Top of RECORDS SHOWN
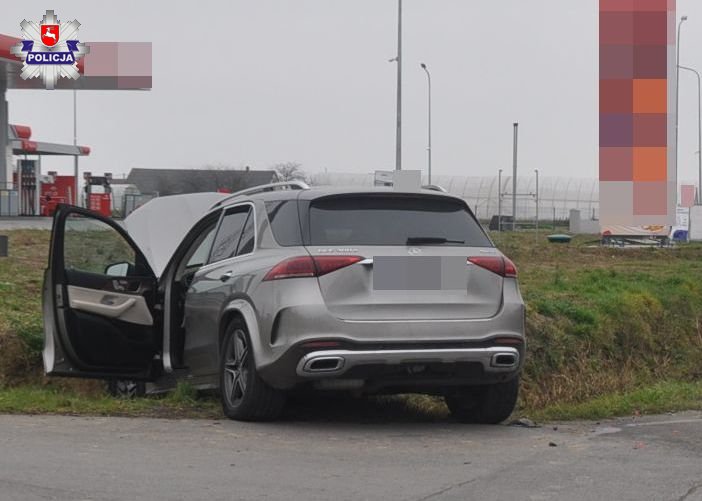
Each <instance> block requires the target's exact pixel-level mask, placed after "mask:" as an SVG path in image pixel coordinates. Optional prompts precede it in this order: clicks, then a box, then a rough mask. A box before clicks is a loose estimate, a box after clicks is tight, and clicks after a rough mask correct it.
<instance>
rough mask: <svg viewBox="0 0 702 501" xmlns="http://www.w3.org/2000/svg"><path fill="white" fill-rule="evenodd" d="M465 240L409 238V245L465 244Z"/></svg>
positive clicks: (408, 237)
mask: <svg viewBox="0 0 702 501" xmlns="http://www.w3.org/2000/svg"><path fill="white" fill-rule="evenodd" d="M463 243H465V241H464V240H449V239H448V238H446V237H407V245H422V244H425V245H432V244H434V245H438V244H463Z"/></svg>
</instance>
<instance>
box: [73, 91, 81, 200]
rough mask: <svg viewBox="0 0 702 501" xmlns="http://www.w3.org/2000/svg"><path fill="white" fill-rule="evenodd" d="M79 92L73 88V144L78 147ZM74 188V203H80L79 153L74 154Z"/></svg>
mask: <svg viewBox="0 0 702 501" xmlns="http://www.w3.org/2000/svg"><path fill="white" fill-rule="evenodd" d="M76 101H77V92H76V89H73V146H75V147H76V149H77V148H78V106H77V102H76ZM73 176H74V180H73V189H74V190H75V191H74V193H73V205H80V202H79V200H80V196H79V191H78V190H79V188H78V184H79V182H80V181H78V155H74V156H73Z"/></svg>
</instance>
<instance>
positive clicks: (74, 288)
mask: <svg viewBox="0 0 702 501" xmlns="http://www.w3.org/2000/svg"><path fill="white" fill-rule="evenodd" d="M68 304H69V306H70V307H71V308H72V309H74V310H81V311H84V312H88V313H94V314H96V315H102V316H105V317H107V318H116V319H118V320H121V321H122V322H127V323H133V324H138V325H149V326H151V325H153V324H154V319H153V317H152V316H151V312H150V311H149V307H148V306H147V304H146V299H144V297H143V296H137V295H134V294H121V293H117V292H110V291H104V290H97V289H85V288H83V287H76V286H74V285H69V286H68Z"/></svg>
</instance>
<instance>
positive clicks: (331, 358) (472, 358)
mask: <svg viewBox="0 0 702 501" xmlns="http://www.w3.org/2000/svg"><path fill="white" fill-rule="evenodd" d="M519 361H520V356H519V351H517V350H516V349H515V348H510V347H500V346H492V347H489V348H454V349H426V350H358V351H356V350H323V351H313V352H311V353H308V354H307V355H305V356H304V357H302V358H301V359H300V361H299V362H298V364H297V371H296V372H297V375H298V376H300V377H303V378H314V379H319V378H328V377H338V376H341V375H343V374H344V373H346V372H348V371H349V370H351V369H353V368H354V367H358V366H363V365H375V364H382V365H418V366H422V365H425V364H435V363H440V364H457V363H479V364H481V365H482V367H483V371H484V372H486V373H504V372H507V373H509V372H514V371H515V370H517V368H518V367H519Z"/></svg>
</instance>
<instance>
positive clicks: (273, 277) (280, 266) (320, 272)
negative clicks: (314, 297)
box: [263, 256, 363, 281]
mask: <svg viewBox="0 0 702 501" xmlns="http://www.w3.org/2000/svg"><path fill="white" fill-rule="evenodd" d="M362 260H363V258H362V257H360V256H314V257H313V256H298V257H291V258H289V259H286V260H285V261H281V262H280V263H278V264H276V265H275V266H274V267H273V268H271V271H269V272H268V273H267V274H266V276H265V277H264V278H263V280H264V281H268V280H282V279H284V278H305V277H321V276H322V275H326V274H327V273H331V272H332V271H336V270H338V269H341V268H345V267H346V266H351V265H352V264H355V263H358V262H359V261H362Z"/></svg>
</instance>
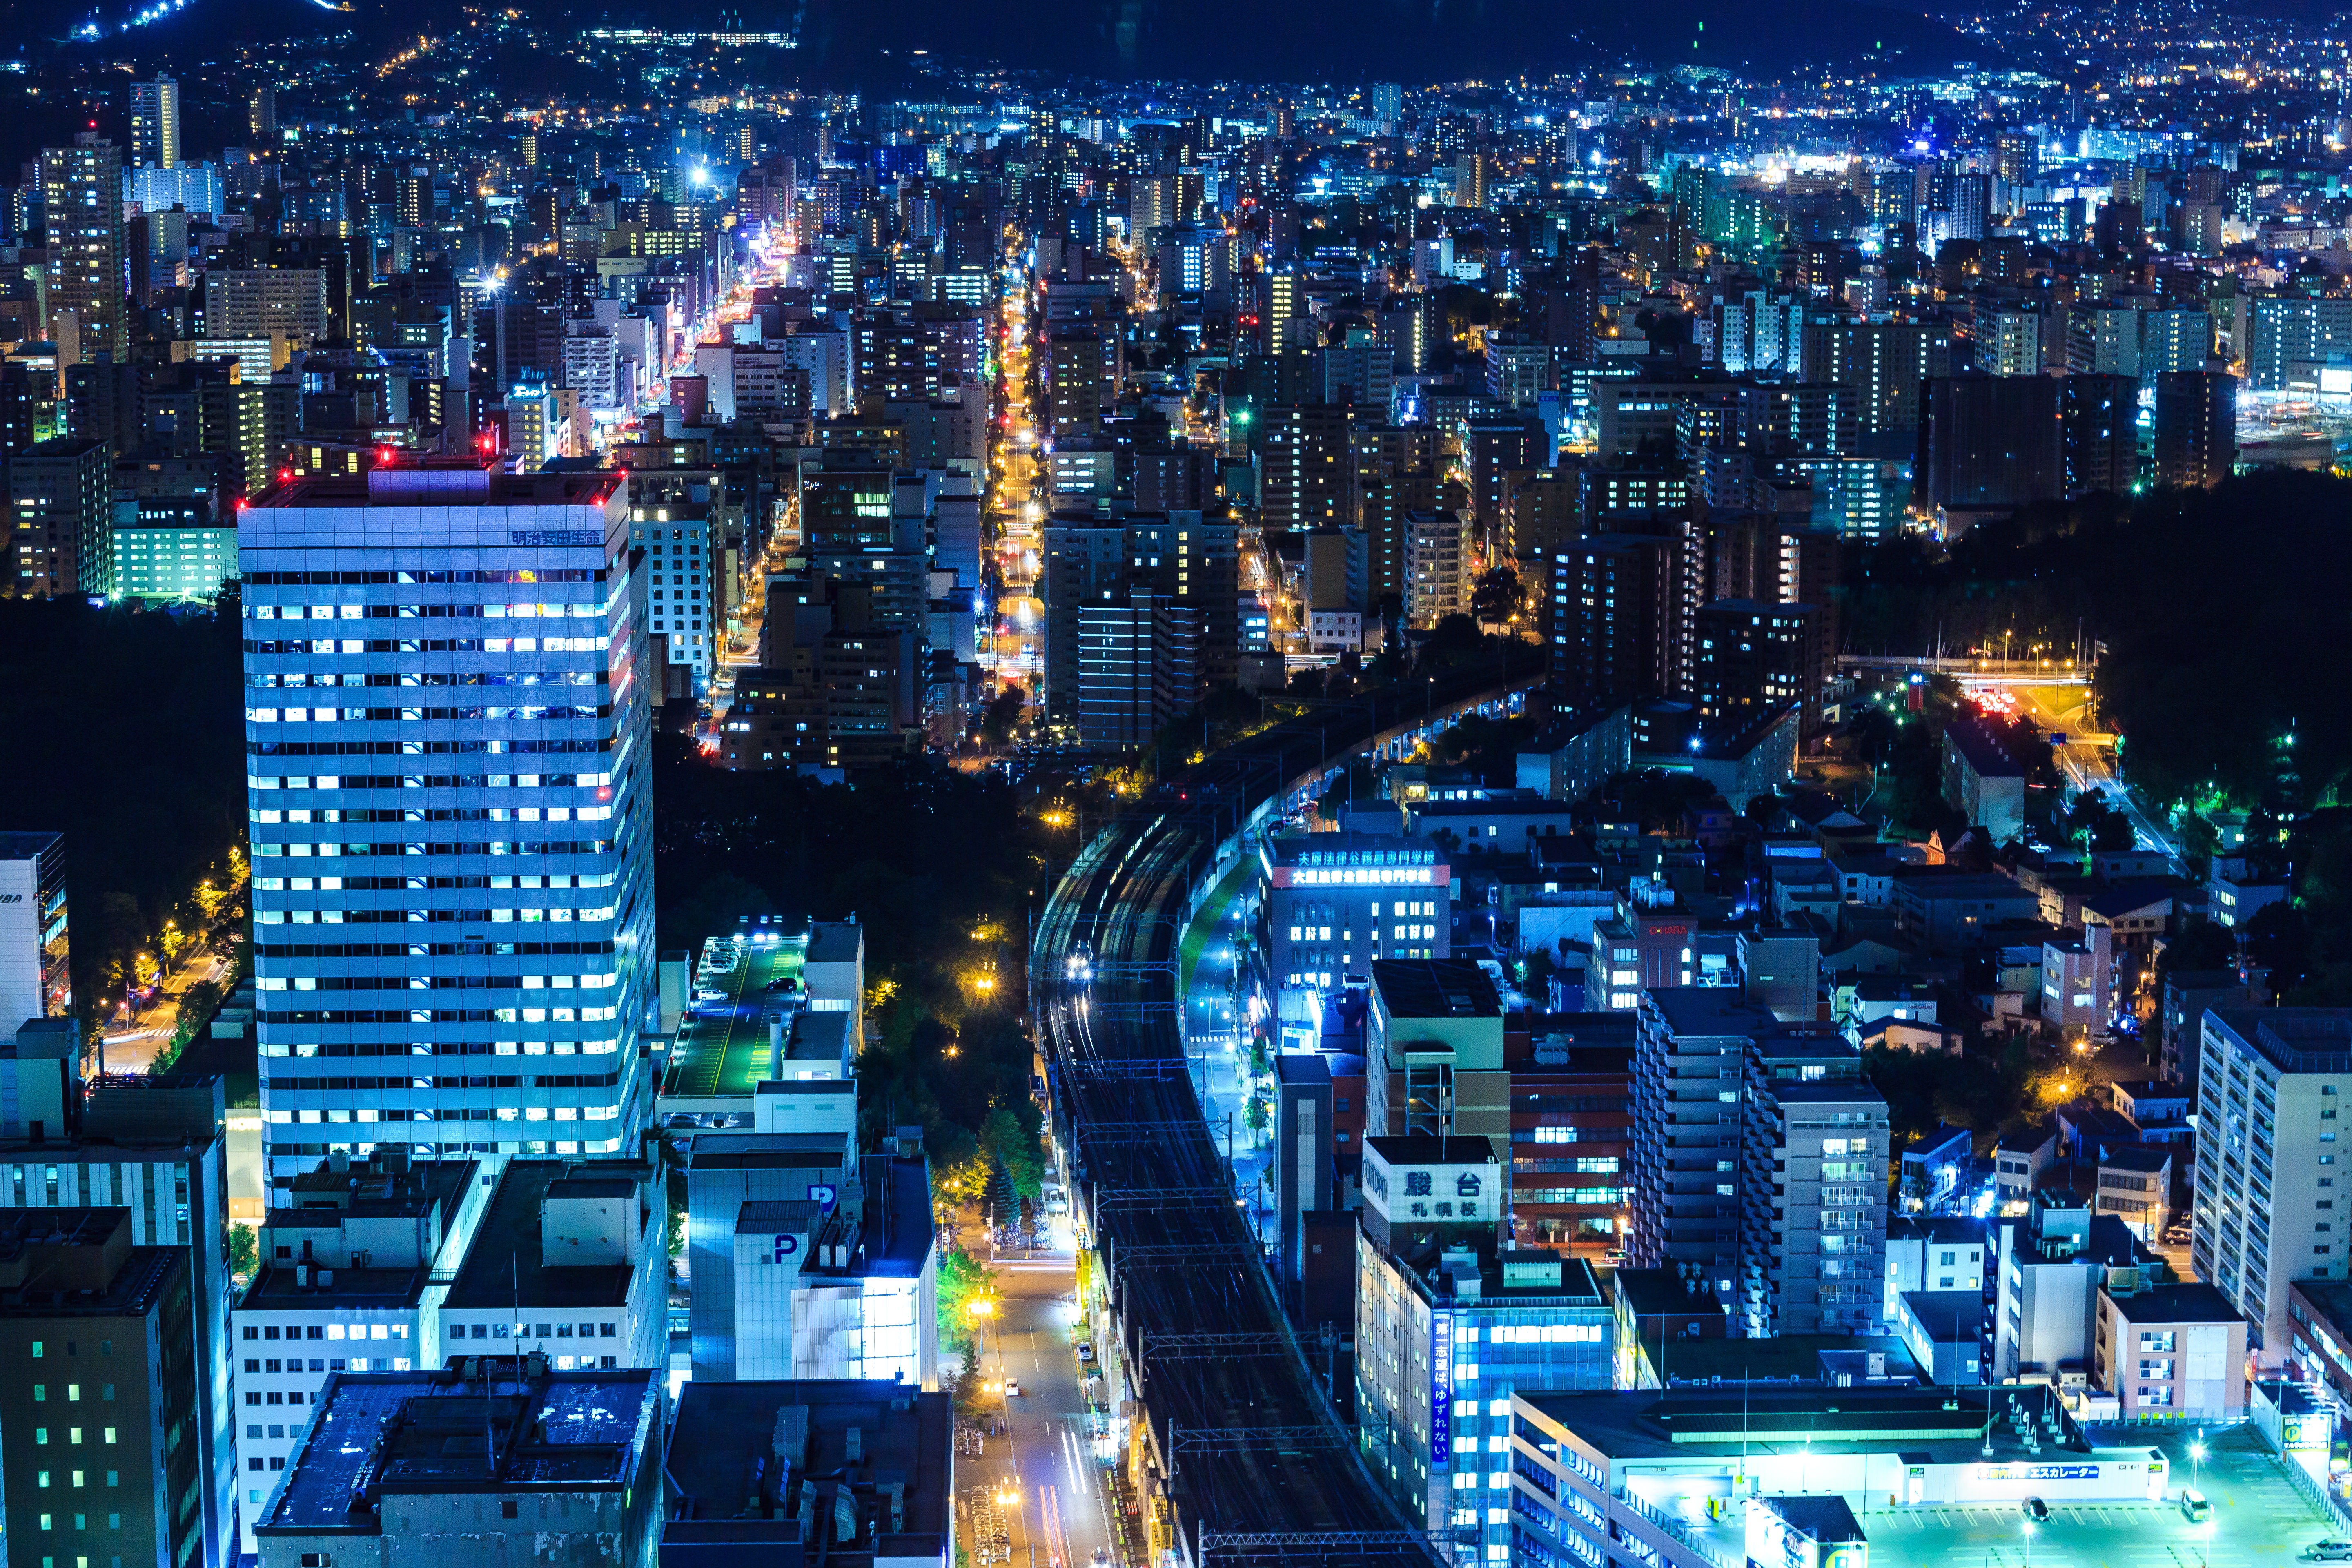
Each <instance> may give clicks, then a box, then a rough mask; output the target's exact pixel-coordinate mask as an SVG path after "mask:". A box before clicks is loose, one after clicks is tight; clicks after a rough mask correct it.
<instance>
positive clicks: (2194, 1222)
mask: <svg viewBox="0 0 2352 1568" xmlns="http://www.w3.org/2000/svg"><path fill="white" fill-rule="evenodd" d="M2197 1086H2199V1088H2197V1138H2199V1150H2204V1154H2201V1157H2199V1161H2197V1194H2194V1206H2192V1215H2194V1218H2192V1227H2190V1260H2192V1262H2194V1267H2197V1279H2204V1281H2209V1284H2211V1286H2213V1288H2218V1291H2220V1293H2223V1295H2227V1298H2230V1305H2232V1307H2237V1309H2239V1312H2244V1314H2246V1321H2249V1324H2251V1328H2249V1331H2246V1340H2249V1345H2251V1347H2253V1352H2256V1354H2258V1359H2260V1363H2263V1366H2265V1368H2277V1366H2284V1363H2286V1356H2288V1340H2291V1333H2293V1328H2291V1324H2288V1309H2286V1286H2288V1284H2291V1281H2298V1279H2345V1258H2352V1241H2347V1239H2345V1232H2340V1229H2336V1225H2340V1220H2338V1218H2336V1213H2340V1211H2331V1208H2326V1204H2340V1201H2343V1199H2340V1197H2338V1194H2340V1192H2343V1190H2345V1187H2347V1182H2352V1175H2347V1173H2345V1154H2347V1150H2345V1145H2343V1143H2340V1138H2343V1117H2340V1110H2343V1105H2345V1098H2347V1095H2352V1009H2340V1006H2284V1009H2263V1011H2253V1009H2223V1006H2216V1009H2206V1016H2204V1048H2201V1060H2199V1067H2197ZM2190 1375H2192V1378H2194V1375H2201V1373H2194V1371H2192V1373H2190Z"/></svg>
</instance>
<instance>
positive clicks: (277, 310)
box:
Bottom of RECORDS SHOWN
DESCRIPTION OF THE TASK = Reproduce every line of the listing above in which the string "before" appears.

EXPECTED OUTPUT =
Each <instance> block requires the target's exact pixel-level mask, placed after "mask:" as an SVG path in image pixel coordinates. Optional prompts precede it in this order: clicks, then a box, then a rough mask. A box before clicks is a loose estimate, a box after clicks is tight, and clicks after a rough mask correct it.
Each <instance> may give clicks, then a box, then a rough mask; output the target's exact pixel-coordinate mask as an SVG path after "mask:". A box before clicks is loose, one after clicks is tight; clicks after a rough mask correct it.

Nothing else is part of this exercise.